_GIVEN INSTRUCTION:_
Repeat exactly, and only, the lines from the one holding "Spot the glass facade" through the last line of the records below.

_PROVIDED DATA:_
[START]

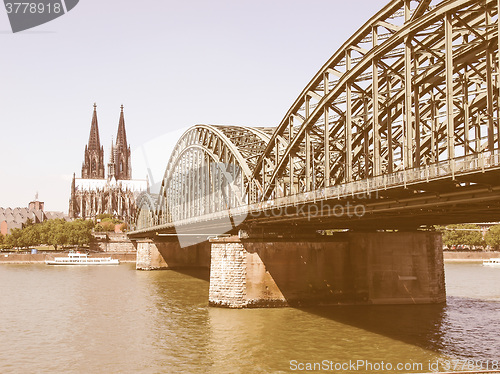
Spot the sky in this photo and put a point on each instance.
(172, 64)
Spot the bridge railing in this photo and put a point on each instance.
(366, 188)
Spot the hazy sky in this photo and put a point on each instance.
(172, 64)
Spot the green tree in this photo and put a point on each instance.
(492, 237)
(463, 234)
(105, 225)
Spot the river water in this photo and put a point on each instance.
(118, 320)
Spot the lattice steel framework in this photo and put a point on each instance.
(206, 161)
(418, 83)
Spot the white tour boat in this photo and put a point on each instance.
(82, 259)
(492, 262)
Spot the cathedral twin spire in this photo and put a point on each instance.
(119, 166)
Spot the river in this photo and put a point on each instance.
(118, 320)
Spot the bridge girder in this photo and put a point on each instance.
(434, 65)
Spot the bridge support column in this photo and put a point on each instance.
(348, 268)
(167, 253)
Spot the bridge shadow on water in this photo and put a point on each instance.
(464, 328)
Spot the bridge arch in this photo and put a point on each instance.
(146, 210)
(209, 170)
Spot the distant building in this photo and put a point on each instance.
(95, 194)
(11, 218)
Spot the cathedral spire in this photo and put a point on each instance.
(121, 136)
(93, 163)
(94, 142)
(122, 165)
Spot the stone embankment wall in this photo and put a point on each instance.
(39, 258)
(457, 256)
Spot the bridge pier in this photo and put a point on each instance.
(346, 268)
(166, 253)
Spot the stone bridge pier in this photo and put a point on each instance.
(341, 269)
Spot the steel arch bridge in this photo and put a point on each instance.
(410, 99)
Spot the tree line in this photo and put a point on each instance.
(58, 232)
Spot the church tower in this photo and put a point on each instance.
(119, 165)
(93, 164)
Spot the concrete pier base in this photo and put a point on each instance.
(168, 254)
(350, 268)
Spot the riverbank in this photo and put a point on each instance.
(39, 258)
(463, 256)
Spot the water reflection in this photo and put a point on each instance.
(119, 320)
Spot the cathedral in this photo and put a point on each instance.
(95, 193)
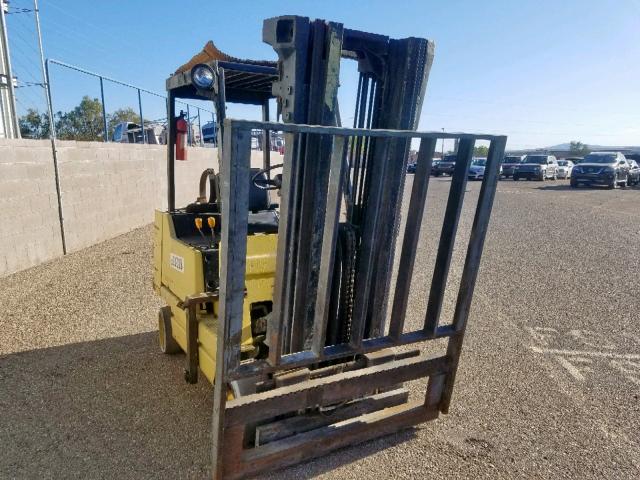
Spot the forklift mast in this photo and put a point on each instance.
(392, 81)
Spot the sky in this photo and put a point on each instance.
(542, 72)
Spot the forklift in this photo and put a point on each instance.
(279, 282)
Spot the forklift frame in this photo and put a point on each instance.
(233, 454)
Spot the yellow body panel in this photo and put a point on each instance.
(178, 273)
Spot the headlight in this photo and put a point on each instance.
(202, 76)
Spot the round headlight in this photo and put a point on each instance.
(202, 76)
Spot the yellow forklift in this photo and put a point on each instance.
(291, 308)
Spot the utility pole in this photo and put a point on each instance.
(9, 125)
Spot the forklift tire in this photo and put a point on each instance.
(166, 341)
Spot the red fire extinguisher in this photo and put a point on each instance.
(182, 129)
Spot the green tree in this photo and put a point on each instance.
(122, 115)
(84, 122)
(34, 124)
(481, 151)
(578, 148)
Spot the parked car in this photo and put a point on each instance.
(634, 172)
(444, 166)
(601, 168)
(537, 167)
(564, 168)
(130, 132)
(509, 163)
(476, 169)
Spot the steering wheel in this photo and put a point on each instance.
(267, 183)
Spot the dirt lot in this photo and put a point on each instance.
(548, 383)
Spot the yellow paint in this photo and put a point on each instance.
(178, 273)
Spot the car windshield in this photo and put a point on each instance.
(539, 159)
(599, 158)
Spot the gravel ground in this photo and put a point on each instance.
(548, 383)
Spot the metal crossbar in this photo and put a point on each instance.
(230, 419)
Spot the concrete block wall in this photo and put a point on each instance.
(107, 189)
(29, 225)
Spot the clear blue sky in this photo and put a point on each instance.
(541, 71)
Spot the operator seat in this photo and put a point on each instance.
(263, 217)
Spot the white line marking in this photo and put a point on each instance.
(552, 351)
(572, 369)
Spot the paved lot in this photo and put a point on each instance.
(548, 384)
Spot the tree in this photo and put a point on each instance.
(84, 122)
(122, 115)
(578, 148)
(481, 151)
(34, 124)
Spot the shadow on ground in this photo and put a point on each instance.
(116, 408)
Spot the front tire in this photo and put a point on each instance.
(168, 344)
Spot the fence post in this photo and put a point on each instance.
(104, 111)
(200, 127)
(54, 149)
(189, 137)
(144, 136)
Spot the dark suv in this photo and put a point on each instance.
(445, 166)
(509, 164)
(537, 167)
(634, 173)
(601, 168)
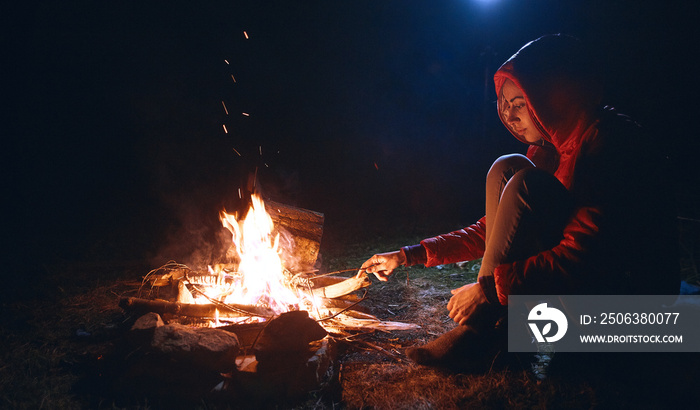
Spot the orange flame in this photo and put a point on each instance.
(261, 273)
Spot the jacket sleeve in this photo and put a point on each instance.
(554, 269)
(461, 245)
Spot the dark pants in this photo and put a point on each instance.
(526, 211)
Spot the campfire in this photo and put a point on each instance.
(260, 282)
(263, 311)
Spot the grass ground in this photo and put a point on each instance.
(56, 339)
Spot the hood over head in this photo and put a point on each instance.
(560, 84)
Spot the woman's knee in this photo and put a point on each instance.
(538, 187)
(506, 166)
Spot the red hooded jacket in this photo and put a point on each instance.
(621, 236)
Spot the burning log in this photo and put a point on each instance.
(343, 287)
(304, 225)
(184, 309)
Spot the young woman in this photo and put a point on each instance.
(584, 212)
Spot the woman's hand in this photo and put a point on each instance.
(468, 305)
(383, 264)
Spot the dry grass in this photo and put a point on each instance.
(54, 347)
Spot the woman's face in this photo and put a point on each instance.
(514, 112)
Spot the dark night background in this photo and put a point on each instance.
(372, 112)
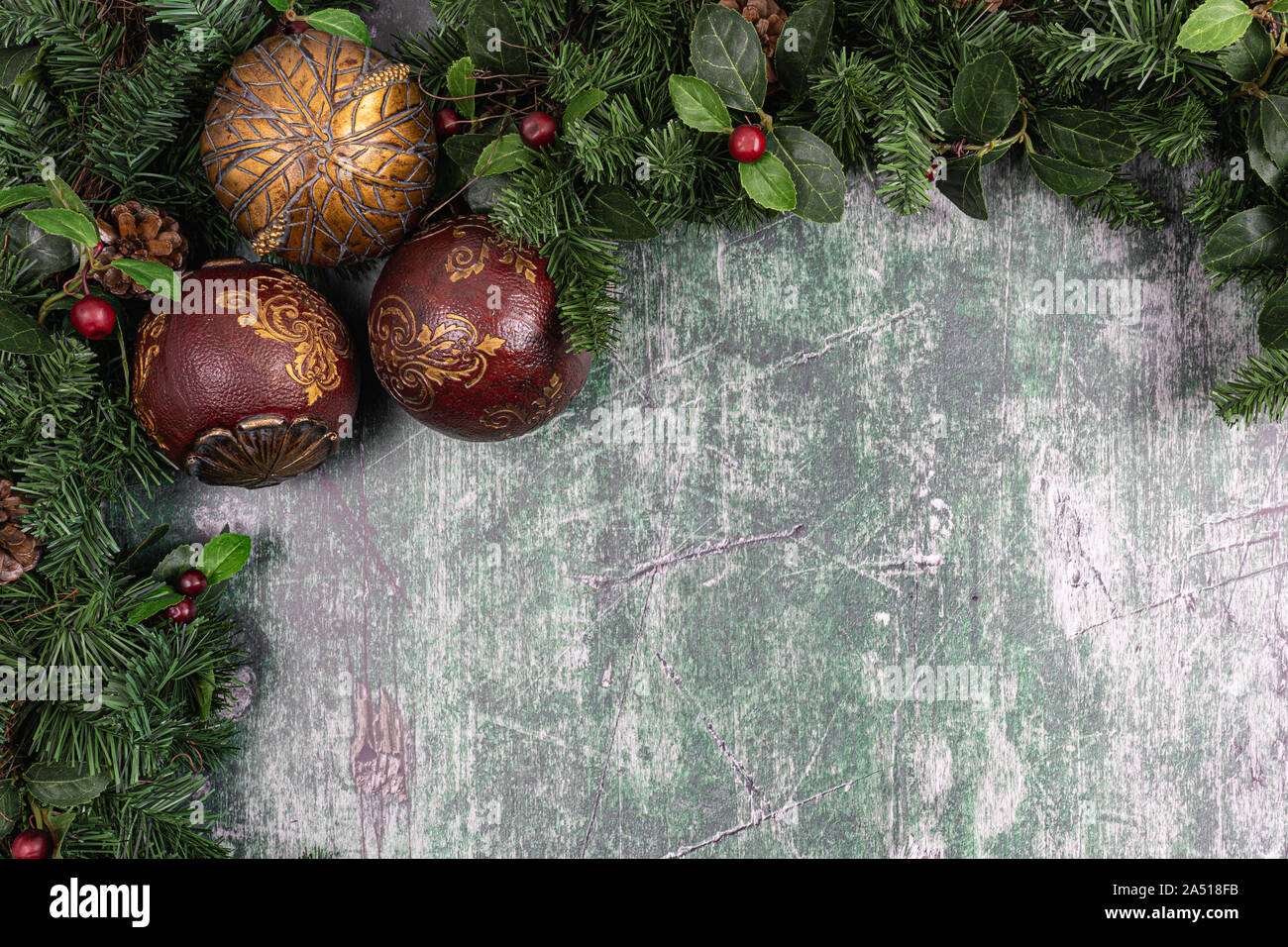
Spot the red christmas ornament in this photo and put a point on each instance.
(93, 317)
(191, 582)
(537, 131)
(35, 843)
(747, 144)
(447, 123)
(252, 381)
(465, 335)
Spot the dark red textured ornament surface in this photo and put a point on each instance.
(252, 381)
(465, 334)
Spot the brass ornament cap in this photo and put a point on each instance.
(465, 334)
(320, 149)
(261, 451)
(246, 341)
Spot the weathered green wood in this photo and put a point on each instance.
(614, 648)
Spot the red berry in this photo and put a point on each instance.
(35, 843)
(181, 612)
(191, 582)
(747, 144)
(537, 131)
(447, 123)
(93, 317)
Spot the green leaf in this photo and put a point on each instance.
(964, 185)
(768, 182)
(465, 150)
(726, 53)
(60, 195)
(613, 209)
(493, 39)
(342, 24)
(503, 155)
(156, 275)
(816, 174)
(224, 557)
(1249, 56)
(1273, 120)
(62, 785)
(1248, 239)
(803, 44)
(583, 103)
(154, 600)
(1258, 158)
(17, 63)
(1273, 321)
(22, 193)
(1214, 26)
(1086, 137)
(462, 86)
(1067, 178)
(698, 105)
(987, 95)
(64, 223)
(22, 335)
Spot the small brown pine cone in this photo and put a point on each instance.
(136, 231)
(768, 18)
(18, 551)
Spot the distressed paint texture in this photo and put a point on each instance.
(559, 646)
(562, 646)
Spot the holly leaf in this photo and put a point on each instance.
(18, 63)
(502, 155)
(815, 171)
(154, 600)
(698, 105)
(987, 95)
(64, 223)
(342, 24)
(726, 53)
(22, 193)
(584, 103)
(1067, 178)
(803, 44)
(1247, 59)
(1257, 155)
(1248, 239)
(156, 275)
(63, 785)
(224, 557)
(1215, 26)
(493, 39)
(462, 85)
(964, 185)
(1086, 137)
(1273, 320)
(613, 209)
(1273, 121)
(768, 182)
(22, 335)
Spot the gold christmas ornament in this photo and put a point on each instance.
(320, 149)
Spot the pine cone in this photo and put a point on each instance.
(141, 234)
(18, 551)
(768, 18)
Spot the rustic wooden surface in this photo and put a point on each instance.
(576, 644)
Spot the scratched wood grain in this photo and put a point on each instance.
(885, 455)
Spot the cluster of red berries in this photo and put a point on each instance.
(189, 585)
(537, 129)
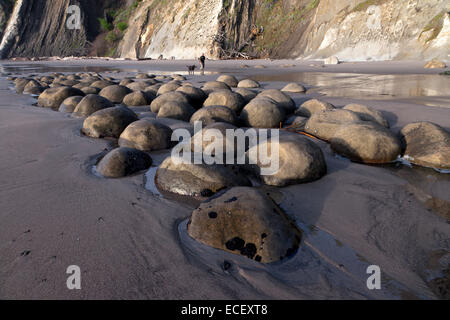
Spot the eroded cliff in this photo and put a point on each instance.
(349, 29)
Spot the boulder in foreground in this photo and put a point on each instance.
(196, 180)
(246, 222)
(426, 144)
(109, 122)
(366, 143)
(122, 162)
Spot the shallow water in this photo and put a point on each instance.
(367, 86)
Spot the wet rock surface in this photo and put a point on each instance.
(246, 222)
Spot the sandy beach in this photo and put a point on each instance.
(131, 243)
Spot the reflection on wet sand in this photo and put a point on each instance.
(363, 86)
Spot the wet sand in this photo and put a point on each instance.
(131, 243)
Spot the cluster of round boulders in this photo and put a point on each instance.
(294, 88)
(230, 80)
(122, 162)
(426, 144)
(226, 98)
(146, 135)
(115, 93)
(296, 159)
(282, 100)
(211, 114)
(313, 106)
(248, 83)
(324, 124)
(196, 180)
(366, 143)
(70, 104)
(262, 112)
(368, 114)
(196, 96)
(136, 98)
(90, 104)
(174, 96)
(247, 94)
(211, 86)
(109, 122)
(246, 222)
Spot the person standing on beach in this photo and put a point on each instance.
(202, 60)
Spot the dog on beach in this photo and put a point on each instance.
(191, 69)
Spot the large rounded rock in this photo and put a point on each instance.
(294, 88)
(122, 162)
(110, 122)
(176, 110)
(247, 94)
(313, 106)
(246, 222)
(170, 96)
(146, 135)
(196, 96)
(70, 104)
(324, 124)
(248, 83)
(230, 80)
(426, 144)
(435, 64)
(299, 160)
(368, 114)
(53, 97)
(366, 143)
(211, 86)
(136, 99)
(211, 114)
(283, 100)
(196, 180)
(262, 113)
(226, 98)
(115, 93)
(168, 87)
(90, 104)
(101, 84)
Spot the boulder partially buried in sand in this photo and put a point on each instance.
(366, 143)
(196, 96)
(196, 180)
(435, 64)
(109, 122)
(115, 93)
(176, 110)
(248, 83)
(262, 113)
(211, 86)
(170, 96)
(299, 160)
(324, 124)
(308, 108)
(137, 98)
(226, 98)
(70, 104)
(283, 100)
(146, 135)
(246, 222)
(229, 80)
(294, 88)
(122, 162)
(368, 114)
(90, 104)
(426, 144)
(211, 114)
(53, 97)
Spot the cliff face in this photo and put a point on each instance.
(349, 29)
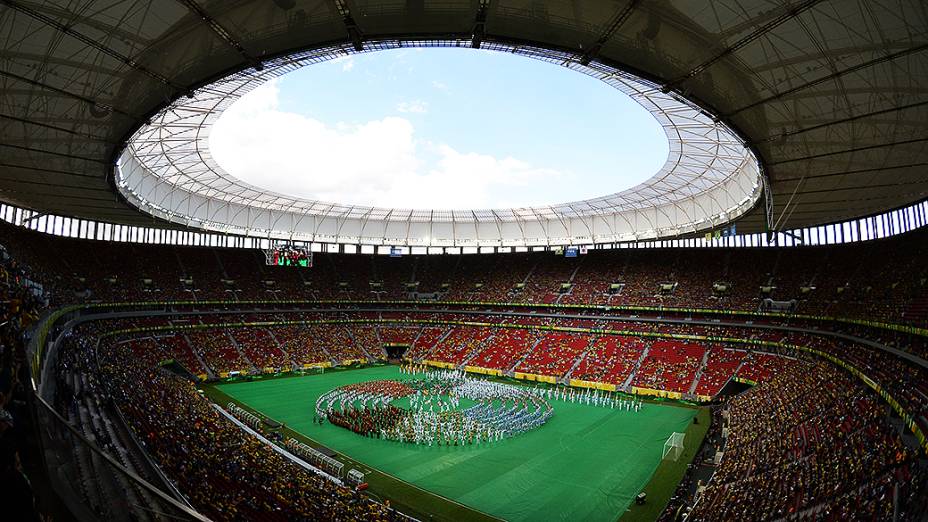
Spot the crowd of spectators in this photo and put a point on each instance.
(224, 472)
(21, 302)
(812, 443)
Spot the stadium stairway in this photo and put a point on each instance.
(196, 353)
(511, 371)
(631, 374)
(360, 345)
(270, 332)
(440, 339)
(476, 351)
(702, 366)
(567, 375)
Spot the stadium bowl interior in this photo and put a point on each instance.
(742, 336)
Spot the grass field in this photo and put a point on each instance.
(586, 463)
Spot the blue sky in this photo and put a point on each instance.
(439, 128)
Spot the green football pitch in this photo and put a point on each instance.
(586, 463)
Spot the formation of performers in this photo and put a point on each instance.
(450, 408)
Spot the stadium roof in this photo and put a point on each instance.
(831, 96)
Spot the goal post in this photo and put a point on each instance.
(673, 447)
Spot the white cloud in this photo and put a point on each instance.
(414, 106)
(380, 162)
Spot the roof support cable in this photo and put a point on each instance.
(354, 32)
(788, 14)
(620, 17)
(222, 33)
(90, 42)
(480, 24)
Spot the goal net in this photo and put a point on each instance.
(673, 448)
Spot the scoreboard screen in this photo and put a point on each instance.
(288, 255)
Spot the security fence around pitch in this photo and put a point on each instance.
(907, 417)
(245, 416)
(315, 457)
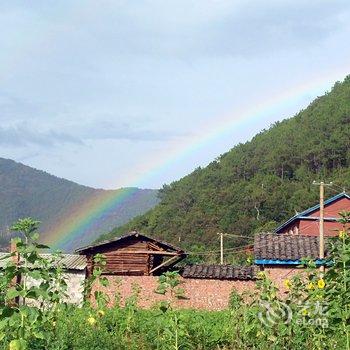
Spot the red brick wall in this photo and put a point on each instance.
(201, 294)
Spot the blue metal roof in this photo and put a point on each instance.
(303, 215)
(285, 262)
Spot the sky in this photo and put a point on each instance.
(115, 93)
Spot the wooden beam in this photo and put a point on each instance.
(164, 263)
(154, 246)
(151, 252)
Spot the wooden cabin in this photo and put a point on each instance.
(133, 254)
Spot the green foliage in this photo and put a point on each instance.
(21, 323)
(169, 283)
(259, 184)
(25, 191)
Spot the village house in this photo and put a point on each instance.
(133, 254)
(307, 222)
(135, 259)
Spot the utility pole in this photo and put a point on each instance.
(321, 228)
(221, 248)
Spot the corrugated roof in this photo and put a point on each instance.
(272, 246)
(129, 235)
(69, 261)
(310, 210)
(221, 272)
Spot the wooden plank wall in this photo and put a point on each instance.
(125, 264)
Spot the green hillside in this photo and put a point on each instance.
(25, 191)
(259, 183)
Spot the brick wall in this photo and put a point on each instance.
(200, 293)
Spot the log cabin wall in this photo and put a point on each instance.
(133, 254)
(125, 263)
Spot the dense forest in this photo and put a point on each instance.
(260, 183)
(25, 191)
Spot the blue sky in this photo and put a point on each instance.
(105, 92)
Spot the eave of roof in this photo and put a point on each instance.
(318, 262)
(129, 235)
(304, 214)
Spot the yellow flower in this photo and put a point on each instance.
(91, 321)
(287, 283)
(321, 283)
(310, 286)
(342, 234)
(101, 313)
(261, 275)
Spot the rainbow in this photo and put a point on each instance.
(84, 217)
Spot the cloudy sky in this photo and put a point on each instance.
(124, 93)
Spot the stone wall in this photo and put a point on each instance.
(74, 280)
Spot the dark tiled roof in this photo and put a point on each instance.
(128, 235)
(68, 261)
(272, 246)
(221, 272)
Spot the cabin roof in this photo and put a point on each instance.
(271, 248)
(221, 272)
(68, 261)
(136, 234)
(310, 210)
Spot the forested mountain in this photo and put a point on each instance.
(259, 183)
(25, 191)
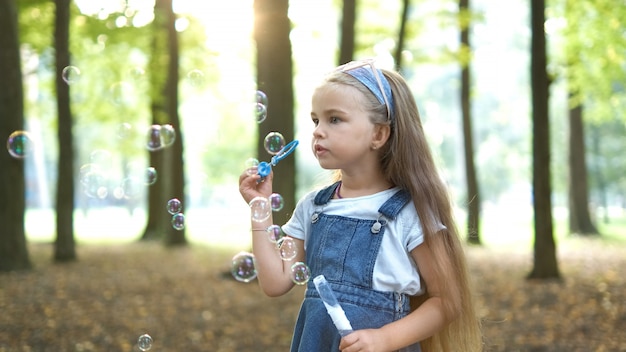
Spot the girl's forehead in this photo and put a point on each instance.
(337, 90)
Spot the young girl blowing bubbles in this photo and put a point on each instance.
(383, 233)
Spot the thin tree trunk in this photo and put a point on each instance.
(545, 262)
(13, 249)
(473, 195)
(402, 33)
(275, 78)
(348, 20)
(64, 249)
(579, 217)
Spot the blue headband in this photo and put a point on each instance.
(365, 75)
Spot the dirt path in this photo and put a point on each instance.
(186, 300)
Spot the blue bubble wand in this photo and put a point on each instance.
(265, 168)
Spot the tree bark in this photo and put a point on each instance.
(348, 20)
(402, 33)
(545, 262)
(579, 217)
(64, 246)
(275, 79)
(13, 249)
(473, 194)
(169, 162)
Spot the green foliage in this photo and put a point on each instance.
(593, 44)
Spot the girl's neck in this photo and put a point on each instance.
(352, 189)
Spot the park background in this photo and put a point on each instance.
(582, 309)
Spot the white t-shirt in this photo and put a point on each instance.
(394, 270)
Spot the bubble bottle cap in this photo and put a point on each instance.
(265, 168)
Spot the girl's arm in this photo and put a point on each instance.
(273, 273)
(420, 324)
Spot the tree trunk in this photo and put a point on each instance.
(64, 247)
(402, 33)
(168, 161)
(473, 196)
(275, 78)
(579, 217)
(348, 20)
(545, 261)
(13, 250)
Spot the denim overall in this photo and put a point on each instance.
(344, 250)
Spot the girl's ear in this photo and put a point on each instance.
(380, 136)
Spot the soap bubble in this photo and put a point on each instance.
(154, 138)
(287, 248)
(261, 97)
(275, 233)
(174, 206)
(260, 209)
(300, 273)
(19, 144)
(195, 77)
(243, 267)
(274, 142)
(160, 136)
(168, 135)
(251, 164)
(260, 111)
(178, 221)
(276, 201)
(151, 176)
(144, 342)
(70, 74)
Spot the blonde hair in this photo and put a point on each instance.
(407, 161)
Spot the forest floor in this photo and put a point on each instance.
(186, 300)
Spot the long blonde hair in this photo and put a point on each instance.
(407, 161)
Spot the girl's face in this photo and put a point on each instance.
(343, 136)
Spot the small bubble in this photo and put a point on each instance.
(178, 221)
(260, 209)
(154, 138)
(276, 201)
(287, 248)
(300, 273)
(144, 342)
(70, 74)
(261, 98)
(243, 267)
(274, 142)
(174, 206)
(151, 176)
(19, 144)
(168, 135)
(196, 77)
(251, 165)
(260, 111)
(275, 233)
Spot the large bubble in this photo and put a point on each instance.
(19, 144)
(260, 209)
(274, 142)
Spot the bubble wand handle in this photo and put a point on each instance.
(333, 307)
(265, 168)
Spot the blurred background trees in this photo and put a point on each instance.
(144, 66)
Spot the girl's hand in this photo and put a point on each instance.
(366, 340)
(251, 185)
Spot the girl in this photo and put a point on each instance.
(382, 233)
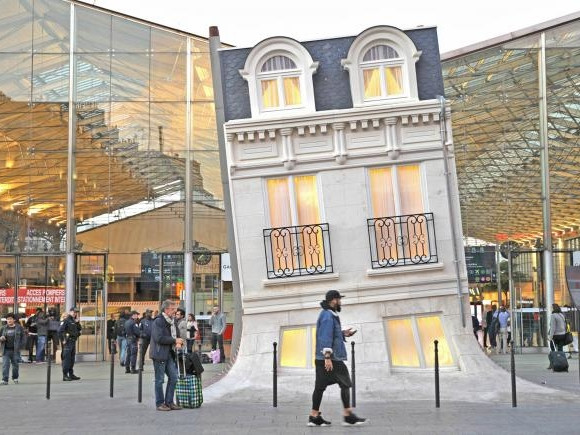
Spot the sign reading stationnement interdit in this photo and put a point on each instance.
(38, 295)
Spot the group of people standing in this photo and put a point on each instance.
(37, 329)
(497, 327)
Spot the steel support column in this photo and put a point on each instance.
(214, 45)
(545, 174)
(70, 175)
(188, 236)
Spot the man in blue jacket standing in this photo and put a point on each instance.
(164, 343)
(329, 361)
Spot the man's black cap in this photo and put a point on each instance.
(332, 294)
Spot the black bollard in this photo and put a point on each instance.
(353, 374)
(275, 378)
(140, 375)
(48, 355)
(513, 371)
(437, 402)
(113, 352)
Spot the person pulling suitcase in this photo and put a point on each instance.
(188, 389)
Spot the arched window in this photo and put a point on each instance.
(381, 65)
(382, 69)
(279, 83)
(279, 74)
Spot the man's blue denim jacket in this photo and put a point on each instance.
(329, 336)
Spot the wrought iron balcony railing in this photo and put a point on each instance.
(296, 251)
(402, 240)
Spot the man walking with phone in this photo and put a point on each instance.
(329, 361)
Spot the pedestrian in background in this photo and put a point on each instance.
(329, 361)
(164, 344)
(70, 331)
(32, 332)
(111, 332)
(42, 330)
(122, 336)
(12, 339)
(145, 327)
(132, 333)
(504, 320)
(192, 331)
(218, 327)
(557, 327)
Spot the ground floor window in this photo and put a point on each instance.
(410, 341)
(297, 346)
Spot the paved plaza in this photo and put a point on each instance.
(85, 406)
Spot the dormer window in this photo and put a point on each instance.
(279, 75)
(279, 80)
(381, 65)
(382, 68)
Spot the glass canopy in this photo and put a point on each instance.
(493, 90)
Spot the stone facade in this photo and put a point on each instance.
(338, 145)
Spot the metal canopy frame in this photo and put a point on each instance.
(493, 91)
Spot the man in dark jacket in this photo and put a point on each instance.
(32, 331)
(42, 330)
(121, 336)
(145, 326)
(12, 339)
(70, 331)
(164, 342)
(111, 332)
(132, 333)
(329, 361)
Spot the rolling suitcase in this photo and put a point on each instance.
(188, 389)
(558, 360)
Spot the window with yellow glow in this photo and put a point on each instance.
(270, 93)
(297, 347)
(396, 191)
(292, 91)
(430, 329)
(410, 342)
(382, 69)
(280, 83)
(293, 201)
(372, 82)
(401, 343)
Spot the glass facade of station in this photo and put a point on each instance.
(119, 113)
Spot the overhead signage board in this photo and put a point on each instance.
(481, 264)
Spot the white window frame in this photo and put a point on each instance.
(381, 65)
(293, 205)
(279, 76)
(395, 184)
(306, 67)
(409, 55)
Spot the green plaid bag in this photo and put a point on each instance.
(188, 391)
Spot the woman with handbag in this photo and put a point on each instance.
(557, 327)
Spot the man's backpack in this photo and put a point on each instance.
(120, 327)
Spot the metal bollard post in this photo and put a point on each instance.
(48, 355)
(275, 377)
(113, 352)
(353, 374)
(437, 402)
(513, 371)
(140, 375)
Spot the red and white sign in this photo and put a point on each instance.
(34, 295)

[END]

_IN RESPONSE:_
Spot the glass facade of station in this photo and put a point on each instance.
(119, 113)
Spot the overhead signage board in this photo and put a point on each instance.
(481, 264)
Spot the white window frame in this photo and put a point on each instance.
(381, 65)
(293, 205)
(279, 76)
(395, 184)
(306, 67)
(409, 55)
Spot the green plaid bag in this photo and put a point on each instance.
(188, 391)
Spot the woman with handbag in this photo and put a point on each instance.
(557, 327)
Spot the man's backpack in this photo and put a point on each instance.
(120, 327)
Spot the metal bollard post in this photo and put a point on each instance.
(48, 355)
(275, 377)
(113, 352)
(353, 374)
(437, 402)
(513, 371)
(140, 375)
Spot the red and white sign in this photo and put a point on each instance.
(34, 295)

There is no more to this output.